**OBJECTIVE**.
Copy the data verbatim, from the line containing "Category: grass lawn" through the line containing "[160,165,179,198]", both lines included.
━━ TASK MATERIAL ━━
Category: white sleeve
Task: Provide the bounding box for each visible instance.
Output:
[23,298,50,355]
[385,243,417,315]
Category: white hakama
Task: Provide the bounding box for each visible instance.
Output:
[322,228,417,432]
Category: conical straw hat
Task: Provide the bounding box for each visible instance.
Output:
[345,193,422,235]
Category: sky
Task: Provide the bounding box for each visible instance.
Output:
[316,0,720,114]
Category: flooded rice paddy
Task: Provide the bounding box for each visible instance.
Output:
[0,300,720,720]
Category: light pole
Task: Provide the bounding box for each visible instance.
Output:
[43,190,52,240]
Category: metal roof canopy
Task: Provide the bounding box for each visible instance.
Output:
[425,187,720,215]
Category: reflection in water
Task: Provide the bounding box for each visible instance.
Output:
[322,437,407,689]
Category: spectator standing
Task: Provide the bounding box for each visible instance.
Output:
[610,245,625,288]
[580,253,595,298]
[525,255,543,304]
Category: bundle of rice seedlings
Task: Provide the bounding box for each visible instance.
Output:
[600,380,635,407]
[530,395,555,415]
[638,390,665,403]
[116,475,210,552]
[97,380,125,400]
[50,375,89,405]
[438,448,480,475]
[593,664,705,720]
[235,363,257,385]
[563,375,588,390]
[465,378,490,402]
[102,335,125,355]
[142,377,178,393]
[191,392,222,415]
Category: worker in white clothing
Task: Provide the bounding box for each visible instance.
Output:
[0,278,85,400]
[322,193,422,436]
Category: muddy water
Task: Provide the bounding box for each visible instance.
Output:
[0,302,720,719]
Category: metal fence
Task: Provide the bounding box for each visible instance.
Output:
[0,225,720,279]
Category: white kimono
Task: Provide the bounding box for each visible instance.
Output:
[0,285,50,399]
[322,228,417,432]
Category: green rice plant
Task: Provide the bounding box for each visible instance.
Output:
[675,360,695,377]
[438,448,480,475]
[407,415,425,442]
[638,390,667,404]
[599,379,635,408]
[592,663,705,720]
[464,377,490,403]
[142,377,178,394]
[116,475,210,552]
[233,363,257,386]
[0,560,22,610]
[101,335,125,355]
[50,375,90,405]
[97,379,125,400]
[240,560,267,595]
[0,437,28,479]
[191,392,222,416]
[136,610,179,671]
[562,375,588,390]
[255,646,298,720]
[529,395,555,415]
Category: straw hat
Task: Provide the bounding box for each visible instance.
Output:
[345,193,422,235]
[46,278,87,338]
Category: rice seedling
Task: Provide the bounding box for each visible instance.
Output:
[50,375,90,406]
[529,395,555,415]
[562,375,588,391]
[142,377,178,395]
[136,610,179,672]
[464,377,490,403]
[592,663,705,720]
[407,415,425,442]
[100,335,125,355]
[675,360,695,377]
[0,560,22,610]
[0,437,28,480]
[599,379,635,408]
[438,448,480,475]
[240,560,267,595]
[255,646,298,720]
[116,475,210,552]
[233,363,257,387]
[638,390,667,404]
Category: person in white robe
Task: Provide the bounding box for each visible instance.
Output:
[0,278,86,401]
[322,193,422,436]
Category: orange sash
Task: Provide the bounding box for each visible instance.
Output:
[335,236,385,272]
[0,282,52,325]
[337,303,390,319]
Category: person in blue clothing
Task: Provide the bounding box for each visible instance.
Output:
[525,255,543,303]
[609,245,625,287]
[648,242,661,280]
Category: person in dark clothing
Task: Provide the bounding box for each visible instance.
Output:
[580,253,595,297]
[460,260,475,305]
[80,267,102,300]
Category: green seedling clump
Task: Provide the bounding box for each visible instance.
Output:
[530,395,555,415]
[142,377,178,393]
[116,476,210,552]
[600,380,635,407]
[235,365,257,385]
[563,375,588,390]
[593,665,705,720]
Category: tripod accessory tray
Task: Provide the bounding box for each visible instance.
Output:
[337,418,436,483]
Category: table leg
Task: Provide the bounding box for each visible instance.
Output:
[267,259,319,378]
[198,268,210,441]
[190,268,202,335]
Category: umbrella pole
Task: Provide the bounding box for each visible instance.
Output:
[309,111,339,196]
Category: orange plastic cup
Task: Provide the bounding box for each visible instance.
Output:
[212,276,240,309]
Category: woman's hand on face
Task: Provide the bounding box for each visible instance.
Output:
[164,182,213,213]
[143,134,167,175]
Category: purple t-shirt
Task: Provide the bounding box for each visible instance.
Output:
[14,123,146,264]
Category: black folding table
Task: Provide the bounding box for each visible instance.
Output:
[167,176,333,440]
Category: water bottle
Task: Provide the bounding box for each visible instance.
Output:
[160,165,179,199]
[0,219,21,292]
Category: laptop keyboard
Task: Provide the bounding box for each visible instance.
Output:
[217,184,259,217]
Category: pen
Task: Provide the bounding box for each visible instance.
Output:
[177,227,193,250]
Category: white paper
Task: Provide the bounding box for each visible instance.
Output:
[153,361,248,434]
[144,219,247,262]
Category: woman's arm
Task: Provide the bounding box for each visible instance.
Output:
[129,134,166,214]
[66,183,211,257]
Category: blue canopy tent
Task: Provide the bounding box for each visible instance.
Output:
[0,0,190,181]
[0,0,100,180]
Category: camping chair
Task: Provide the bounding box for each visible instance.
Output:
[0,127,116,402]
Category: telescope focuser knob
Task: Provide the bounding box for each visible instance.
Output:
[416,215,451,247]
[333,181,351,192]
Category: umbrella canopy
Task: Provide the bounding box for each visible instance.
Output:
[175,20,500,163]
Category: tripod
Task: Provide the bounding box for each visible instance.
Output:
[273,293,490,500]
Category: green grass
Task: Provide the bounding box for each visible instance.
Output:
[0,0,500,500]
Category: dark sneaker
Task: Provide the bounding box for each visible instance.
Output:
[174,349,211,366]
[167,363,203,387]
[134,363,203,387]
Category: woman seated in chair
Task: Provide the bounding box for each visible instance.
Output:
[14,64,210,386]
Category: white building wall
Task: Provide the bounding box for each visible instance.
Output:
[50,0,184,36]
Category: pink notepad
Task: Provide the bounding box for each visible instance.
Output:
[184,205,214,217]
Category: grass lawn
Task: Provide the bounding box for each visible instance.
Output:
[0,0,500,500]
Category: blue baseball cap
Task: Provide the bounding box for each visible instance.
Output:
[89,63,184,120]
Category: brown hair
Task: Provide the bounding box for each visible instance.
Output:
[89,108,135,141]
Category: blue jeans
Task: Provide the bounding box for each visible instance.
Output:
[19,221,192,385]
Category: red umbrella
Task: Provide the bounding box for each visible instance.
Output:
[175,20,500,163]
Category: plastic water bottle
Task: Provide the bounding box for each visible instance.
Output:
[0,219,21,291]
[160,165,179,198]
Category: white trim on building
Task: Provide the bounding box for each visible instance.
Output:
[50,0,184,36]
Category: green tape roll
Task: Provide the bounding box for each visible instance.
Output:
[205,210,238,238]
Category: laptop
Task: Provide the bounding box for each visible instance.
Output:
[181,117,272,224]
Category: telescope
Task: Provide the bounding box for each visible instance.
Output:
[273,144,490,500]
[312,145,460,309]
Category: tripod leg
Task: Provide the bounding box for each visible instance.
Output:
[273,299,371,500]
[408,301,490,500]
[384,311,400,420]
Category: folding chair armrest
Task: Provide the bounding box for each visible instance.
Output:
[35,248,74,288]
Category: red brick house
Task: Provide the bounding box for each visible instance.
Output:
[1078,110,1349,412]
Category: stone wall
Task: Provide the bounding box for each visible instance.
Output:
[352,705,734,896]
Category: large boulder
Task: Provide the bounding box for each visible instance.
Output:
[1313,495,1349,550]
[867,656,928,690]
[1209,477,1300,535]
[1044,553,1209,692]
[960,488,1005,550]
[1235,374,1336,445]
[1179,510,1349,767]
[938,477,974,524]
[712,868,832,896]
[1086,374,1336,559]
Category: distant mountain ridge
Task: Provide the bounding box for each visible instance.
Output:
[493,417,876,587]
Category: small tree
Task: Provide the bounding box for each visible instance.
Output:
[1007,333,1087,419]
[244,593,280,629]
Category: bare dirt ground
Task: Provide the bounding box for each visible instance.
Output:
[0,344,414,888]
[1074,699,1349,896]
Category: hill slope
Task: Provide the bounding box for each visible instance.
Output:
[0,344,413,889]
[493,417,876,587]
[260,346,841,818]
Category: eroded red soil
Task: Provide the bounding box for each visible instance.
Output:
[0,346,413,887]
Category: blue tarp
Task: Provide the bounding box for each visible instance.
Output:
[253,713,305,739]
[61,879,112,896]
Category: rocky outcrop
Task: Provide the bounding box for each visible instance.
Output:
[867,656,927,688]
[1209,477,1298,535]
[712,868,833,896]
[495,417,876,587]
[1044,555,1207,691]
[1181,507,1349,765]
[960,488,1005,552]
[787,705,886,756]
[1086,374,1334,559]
━━━
**ANSWER**.
Category: grass lawn
Task: Provide the bounding box for each visible instance.
Output:
[0,0,500,500]
Category: blue baseball cap
Task: Provide the bounding box for each visible instance.
Output:
[89,63,184,120]
Category: brown hair
Task: Provide the bounding box for each visible instance.
Output:
[89,108,135,141]
Category: blue jeans
Task: Provide the bounding box for each visible instance.
Output:
[19,221,192,385]
Category: red umbrella
Task: Provide the bounding box for each visible instance.
Output:
[175,20,500,163]
Category: plastic water bottle
Task: Provide the bounding box for each visible instance.
Output:
[0,219,21,291]
[160,165,179,198]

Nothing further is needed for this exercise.